▸ **Exercise prompt**
Reproduce the records below exactly, but only between the lines holding "Target: short haircut" and "Note to the class: find each instance of the school", inclusive.

▸ **Data section**
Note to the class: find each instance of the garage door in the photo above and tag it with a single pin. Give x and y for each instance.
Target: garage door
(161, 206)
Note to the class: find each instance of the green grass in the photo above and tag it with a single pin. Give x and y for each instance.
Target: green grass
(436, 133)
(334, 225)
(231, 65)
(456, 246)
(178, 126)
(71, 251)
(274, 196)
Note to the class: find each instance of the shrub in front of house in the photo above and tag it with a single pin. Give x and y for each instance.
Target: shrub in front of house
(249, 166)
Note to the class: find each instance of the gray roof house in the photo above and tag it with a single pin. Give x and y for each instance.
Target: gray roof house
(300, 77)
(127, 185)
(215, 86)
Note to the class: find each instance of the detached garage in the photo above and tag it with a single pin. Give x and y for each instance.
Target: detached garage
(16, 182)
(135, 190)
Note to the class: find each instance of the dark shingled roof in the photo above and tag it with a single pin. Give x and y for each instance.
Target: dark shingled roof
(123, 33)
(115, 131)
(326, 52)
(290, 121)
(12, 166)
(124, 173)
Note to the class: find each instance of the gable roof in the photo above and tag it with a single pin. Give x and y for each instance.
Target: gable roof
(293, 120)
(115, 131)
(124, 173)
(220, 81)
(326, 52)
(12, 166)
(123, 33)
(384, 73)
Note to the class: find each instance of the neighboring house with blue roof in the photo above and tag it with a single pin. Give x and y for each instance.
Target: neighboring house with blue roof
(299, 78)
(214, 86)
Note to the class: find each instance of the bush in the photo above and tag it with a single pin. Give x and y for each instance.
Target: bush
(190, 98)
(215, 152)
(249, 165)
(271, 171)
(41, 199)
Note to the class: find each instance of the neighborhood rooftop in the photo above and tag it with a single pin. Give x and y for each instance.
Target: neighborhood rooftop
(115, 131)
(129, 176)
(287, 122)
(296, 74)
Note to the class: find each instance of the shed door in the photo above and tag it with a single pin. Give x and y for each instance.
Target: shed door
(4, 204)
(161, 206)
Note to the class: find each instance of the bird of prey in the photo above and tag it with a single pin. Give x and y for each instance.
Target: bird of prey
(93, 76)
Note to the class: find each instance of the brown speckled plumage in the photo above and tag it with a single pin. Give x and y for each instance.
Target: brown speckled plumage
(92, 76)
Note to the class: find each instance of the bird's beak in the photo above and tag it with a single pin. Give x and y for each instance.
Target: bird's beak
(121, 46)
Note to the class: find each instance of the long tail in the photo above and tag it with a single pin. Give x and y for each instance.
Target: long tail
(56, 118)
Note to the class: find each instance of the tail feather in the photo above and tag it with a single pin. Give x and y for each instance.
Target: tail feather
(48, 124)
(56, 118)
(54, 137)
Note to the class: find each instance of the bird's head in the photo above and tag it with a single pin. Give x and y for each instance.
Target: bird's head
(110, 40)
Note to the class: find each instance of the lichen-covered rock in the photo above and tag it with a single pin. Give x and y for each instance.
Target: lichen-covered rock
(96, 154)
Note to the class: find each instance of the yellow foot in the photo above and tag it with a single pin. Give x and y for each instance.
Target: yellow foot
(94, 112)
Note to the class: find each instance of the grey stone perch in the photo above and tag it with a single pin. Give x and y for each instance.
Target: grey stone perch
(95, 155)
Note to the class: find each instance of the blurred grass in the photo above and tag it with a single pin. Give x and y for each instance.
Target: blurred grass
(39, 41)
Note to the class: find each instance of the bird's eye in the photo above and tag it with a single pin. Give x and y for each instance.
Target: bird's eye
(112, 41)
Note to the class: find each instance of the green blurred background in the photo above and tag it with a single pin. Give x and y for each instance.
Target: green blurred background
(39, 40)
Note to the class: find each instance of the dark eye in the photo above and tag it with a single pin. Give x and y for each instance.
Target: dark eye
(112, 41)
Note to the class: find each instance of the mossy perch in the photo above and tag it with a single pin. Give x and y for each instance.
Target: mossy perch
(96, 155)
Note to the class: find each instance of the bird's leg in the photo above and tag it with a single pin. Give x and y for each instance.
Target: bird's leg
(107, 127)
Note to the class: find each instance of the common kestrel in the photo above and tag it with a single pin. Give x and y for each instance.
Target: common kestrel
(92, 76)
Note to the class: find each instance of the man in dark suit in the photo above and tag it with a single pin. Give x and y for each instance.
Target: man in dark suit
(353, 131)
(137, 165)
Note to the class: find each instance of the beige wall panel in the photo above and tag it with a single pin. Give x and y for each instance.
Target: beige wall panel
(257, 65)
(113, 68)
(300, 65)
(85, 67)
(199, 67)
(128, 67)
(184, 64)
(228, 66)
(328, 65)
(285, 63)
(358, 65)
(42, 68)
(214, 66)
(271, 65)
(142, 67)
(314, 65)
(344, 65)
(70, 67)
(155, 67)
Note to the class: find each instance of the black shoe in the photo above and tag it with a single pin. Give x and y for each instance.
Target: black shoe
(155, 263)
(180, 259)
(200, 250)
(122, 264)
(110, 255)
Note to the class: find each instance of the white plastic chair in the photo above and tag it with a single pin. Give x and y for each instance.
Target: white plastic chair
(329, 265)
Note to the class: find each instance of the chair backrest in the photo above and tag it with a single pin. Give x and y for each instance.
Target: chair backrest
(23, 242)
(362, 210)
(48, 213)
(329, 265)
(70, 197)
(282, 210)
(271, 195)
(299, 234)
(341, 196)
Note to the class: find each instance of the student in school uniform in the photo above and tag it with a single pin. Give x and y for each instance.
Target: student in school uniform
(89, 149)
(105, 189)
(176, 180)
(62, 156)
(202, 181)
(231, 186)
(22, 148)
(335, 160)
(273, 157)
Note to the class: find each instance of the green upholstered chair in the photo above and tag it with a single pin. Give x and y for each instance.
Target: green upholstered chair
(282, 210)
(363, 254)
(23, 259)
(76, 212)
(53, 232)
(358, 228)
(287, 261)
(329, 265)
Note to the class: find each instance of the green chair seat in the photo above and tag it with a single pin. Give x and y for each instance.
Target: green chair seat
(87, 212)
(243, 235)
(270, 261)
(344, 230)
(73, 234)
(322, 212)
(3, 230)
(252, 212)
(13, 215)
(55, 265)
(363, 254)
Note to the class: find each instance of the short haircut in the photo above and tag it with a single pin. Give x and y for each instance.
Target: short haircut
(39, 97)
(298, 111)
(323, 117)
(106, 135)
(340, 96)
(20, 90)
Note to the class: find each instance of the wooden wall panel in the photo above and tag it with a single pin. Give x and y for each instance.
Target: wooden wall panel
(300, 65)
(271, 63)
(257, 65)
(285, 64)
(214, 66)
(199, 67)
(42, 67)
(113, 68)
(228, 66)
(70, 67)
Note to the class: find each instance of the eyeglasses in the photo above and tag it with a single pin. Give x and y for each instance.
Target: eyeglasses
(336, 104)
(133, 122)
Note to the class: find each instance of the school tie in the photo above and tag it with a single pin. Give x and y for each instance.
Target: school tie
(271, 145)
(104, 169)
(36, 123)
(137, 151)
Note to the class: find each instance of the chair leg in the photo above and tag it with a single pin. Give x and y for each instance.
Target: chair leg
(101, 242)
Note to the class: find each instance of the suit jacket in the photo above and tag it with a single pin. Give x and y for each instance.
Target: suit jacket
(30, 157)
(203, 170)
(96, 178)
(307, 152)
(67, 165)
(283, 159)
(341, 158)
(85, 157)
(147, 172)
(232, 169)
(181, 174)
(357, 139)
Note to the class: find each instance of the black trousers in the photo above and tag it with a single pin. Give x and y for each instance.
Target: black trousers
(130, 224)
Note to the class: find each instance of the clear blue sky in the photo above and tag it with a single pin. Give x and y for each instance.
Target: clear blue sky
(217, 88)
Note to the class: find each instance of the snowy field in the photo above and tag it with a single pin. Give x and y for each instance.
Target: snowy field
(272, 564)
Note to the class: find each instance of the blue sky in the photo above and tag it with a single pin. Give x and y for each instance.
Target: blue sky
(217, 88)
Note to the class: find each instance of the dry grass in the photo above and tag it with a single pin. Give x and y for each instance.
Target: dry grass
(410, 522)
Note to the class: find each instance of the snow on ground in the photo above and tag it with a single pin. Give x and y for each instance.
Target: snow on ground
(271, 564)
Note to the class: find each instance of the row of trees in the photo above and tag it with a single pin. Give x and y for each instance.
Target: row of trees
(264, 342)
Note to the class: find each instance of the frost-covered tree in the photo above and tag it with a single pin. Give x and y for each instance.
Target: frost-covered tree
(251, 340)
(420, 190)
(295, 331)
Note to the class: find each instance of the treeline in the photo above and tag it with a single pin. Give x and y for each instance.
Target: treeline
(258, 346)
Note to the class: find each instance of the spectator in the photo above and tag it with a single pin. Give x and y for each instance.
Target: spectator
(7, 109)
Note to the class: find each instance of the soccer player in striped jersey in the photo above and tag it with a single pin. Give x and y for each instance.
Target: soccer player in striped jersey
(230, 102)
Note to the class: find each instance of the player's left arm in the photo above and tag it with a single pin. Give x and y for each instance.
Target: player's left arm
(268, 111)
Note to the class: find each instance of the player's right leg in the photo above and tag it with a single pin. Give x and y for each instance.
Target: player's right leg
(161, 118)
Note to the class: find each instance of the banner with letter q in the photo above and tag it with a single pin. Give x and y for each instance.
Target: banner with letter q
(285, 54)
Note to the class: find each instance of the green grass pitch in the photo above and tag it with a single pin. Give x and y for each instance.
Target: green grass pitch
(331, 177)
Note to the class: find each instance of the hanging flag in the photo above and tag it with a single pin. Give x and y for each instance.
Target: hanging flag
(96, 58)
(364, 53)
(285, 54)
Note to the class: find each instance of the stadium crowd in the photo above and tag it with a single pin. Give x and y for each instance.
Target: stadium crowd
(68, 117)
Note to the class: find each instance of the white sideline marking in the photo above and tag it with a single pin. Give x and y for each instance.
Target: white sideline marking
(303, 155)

▸ **Output of the exercise**
Target: short haircut
(39, 97)
(298, 111)
(323, 117)
(106, 135)
(340, 96)
(20, 90)
Note to the class: find each instance of the wooden wall panel in the photo above and tag it with a single pin. Give x and y for each instance.
Target: wooden wall panel
(300, 65)
(271, 63)
(257, 65)
(285, 64)
(214, 66)
(199, 67)
(42, 67)
(113, 68)
(228, 66)
(70, 67)
Note to the class: find each instance of the eyeglasses in the photo above and tag it with a single pin. Give x and y for each instance.
Target: eyeglasses
(336, 104)
(133, 122)
Note to the class: find each instance of the school tie in the photo above and tag it with a single pin. Give x and y for each instance.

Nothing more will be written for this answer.